Условия заданий:
A) Воспроизведите дословно часть фрагмента об И. И. Лаппо: всё, начиная со слов «97. Письмо И.» и вплоть до слов «и ностальгическую гармонию.».
B) Назовите все изменения в материальном положении И. И. Лаппо с приходом новых властей, которые указаны во фрагменте об И. И. Лаппо.
C) Продолжите фрагмент об И. И. Лаппо, начиная сразу после его последнего предложения.

Фрагмент источника:
====
48 Продолжал он интересоваться и событиями на Родине, тем более что СССР находился в непосредственной близости: «Не так давно прибыла в Ковну партия литовцев, находившихся в Соловках и других местах заключения. Выпустили их в обмен на коммунистов, сидевших в тюрьме... Приехали измученные и истомленные всем пережитым. Любопытно, что коммунисты, которых сплавляли из Литвы в Совдепию, не только не были рады освобождению из тюрьмы, но, наоборот, выражали свою печаль по поводу отправки их в коммунистический “рай”»97.
97. Письмо И. И. Лаппо к С. Г. Пушкареву от 24 декабря 1933 г. – ГАРФ, ф. 5891, оп. 1, д. 184, л. 15.
49 Тяжесть переживаемых событий вкупе со стремлением подвести итог жизни уводили его в прошлое. Он все больше рефлексировал, все больше вспоминал безвозвратно ушедшее прошлое, в памяти оживали образы друзей и коллег, даровавшие ему душевный покой и ностальгическую гармонию.
50 Летом 1940 г. И. И. Лаппо стал свидетелем начавшейся советизации Прибалтики. 3 августа 1940 г. Литва была включена в состав СССР. Одним из прямых последствий стала перестройка местной высшей школы по советскому образцу. В короткий срок была ликвидирована университетская автономия, закрыты некоторые гуманитарные издания, под контроль поставлена научная деятельность. В декабре 1940 г. факультеты гуманитарных наук и права были переведены из Каунаса в Вильнюс. И. И. Лаппо не собирался переезжать из своего дома в новую столицу и предполагал ездить на лекции раз в неделю по железной дороге. Новые власти старого профессора по счастливой случайности не тронули, в отличие от многих представителей литовской интеллигенции. С приходом новых властей материальное положение И. И. Лаппо ухудшилось. Если раньше он получал жалование от Министерства просвещения, то теперь был переведен на полекционное вознаграждение в размере 30 рублей, были национализированы его банковские вклады. Дом не был реквизирован, но в одну из его комнат были подселены жильцы.
====
Исходные строки:

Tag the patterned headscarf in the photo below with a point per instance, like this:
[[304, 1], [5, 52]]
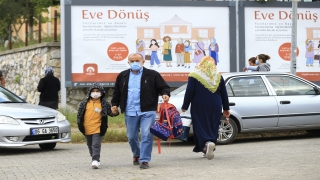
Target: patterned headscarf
[[207, 74], [48, 70]]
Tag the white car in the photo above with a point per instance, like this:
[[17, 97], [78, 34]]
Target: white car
[[24, 124]]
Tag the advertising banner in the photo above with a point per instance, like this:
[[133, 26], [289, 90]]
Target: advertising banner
[[172, 40], [268, 31]]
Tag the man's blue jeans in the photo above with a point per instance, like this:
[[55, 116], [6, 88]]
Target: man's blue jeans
[[134, 123]]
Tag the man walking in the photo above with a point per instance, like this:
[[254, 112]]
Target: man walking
[[136, 91]]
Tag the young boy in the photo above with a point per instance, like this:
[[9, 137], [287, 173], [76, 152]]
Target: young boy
[[92, 120]]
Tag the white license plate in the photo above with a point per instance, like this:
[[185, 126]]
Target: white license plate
[[48, 130]]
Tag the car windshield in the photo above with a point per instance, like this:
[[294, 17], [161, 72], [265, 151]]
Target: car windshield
[[180, 90], [8, 97]]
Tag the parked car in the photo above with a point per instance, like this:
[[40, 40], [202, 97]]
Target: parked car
[[24, 124], [264, 102]]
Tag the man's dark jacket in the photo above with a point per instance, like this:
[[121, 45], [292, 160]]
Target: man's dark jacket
[[152, 84]]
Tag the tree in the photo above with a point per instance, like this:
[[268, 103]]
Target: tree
[[10, 11], [35, 8]]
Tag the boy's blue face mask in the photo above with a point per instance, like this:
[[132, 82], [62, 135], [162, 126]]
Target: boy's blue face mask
[[136, 66]]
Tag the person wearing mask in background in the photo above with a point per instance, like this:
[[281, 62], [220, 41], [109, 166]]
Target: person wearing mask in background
[[3, 82], [252, 62], [49, 86], [92, 120], [136, 91], [261, 61]]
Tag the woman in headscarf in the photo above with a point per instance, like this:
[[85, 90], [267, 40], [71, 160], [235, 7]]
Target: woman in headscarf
[[49, 86], [206, 91]]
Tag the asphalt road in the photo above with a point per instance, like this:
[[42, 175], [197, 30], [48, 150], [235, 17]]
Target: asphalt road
[[293, 157]]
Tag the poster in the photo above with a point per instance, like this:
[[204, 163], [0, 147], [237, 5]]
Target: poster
[[171, 43], [268, 31]]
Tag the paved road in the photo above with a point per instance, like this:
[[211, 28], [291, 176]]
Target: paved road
[[274, 158]]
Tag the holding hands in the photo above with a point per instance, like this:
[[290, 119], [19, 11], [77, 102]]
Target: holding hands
[[114, 110]]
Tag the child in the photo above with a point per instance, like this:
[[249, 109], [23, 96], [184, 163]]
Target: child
[[252, 62], [92, 121]]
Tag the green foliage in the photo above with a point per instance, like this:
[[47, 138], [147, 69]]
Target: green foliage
[[20, 44]]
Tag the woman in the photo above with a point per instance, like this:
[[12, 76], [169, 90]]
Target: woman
[[49, 86], [207, 94], [166, 50], [154, 57], [261, 61]]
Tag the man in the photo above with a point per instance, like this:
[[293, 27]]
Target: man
[[49, 86], [136, 91], [3, 82]]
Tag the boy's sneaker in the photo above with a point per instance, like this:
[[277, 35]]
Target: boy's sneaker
[[144, 165], [210, 148], [95, 164]]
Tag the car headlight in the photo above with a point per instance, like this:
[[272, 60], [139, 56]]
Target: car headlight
[[60, 117], [7, 120]]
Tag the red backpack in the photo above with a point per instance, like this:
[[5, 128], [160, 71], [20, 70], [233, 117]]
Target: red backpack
[[169, 125]]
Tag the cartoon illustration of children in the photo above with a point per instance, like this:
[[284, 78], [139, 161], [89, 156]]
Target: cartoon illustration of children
[[140, 47], [199, 52], [166, 50], [187, 49], [180, 52], [309, 53], [154, 48], [214, 49]]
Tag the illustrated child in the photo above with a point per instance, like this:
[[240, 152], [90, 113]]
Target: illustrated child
[[309, 53], [180, 52], [187, 49], [140, 47], [166, 50], [253, 62], [199, 52], [92, 120], [214, 49], [154, 56]]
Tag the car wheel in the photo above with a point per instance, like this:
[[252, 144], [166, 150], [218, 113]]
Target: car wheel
[[47, 146], [227, 131]]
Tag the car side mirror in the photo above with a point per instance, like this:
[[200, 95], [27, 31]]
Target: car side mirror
[[22, 97], [316, 89]]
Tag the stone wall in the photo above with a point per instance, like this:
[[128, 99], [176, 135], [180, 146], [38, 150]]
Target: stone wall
[[23, 68]]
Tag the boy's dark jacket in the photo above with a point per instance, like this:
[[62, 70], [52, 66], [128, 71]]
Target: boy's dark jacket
[[106, 110], [152, 84]]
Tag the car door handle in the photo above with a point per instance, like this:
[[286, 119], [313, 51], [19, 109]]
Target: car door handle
[[284, 102]]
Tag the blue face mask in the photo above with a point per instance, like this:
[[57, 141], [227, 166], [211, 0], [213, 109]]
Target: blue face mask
[[136, 66]]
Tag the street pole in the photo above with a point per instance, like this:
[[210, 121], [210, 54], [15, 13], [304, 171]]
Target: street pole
[[63, 60], [237, 36], [293, 64]]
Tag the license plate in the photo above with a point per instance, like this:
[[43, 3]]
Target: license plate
[[48, 130]]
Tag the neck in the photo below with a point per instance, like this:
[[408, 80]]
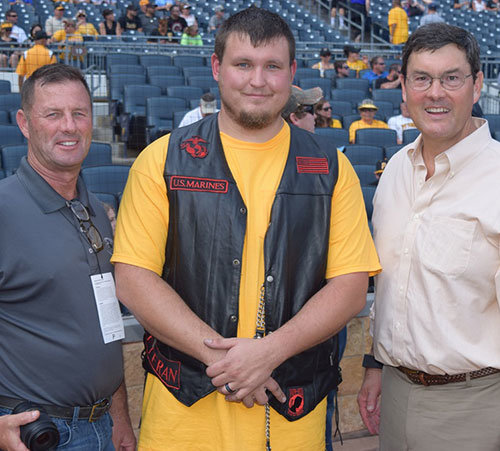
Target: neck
[[230, 127], [63, 182]]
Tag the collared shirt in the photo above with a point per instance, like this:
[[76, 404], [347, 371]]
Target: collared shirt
[[437, 300]]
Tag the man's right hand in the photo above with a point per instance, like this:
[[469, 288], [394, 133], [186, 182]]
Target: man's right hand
[[10, 439], [369, 399]]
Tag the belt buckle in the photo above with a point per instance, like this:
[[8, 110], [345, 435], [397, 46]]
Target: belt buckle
[[98, 410]]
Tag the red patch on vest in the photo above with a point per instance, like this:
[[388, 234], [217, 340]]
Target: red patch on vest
[[178, 182], [195, 146], [295, 401], [307, 165], [168, 371]]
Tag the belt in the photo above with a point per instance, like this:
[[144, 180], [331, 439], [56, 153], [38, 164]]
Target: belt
[[90, 413], [421, 378]]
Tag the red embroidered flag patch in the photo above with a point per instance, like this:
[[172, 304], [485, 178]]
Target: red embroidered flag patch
[[178, 182], [307, 165]]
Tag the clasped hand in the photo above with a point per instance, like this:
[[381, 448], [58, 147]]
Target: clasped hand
[[246, 368]]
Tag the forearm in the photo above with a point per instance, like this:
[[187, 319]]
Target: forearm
[[324, 315], [163, 313]]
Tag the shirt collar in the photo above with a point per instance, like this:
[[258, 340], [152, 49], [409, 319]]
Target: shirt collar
[[462, 152], [43, 194]]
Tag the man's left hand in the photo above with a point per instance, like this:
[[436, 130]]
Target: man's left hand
[[247, 365]]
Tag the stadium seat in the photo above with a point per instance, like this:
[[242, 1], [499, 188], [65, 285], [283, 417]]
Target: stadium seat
[[99, 154], [359, 84], [358, 154], [185, 92], [109, 179], [164, 81], [388, 95], [339, 136], [410, 135], [160, 115], [5, 87], [152, 71], [366, 174], [134, 98], [11, 156], [203, 82], [376, 137], [389, 151]]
====
Ответы:
A)
97. Письмо И. И. Лаппо к С. Г. Пушкареву от 24 декабря 1933 г. – ГАРФ, ф. 5891, оп. 1, д. 184, л. 15.
49 Тяжесть переживаемых событий вкупе со стремлением подвести итог жизни уводили его в прошлое. Он все больше рефлексировал, все больше вспоминал безвозвратно ушедшее прошлое, в памяти оживали образы друзей и коллег, даровавшие ему душевный покой и ностальгическую гармонию.

B)
- Вместо жалования от Министерства просвещения он был переведен на полекционное вознаграждение в размере 30 рублей.
- Его банковские вклады были национализированы.
- В одну из комнат его дома подселили жильцов.

C)
51 В Литве семья Лаппо встретила начало Великой Отечественной войны. 23 июня 1941 г. немцы захватили Каунас, а на следующий день – Вильнюс. Немецкая оккупация еще более ухудшила положение профессора. Он уже не имел возможности ездить на лекции из Каунаса в Вильнюс, так как все железнодорожное сообщение было подчинено военным нуждам. Вместо поездов были пущены автобусы, которые простаивали в пути по 6–8 часов даже во время суровых морозов. Для старого человека такие поездки были уже неприемлемы, и он остался без заработка. В ноябре 1941 г. он был отправлен на пенсию. Но денег не хватало. Лишь в марте 1942 г. И. И. Лаппо был назначен ассистентом Института права экономики, правда, уже 11 мая был уволен. В июле 1944 г. И. И. Лаппо вместе с женой и сыном выезжают из Каунаса в Дрезден. Они не собирались задерживаться в Германии, а направлялись в Прагу, где у них сохранялась квартира в «Профессорском доме», и где жили друзья и коллеги. 11 июля 1944 г. профессор попросил С. Г. Пушкарева, чтобы Русская ученая академия похлопотала о получении для него права на въезд в Протекторат Богемии и Моравии98. Ждать пришлось долго, а в итоге был получен отказ. 6 октября 1944 г. И. И. Лаппо написал в Прагу, что Фонд Александра Гумбольдта назначил ему 6-месячную стипендию в размере 400 марок для продолжения исследований по истории литовско-польских отношений. Сам ученый с просьбами в фонд не обращался и полагал, что это сделали за него коллеги99. Но продолжить работу не удалось. И.И. Лаппо так и не позволили выехать из Дрездена, и это решение оказалось роковым в его судьбе. Он погиб вместе со своей семьей во время одной из бомбардировок Дрездена союзниками в декабре 1944 г.
98. Письмо И. И. Лаппо к С. Г. Пушкареву от 11 июля 1944 г. - Там же, л. 86–86об.

99. Письмо И. И. Лаппо к С. Г. Пушкареву от 6 октября 1944 г. - Там же, л. 96–97.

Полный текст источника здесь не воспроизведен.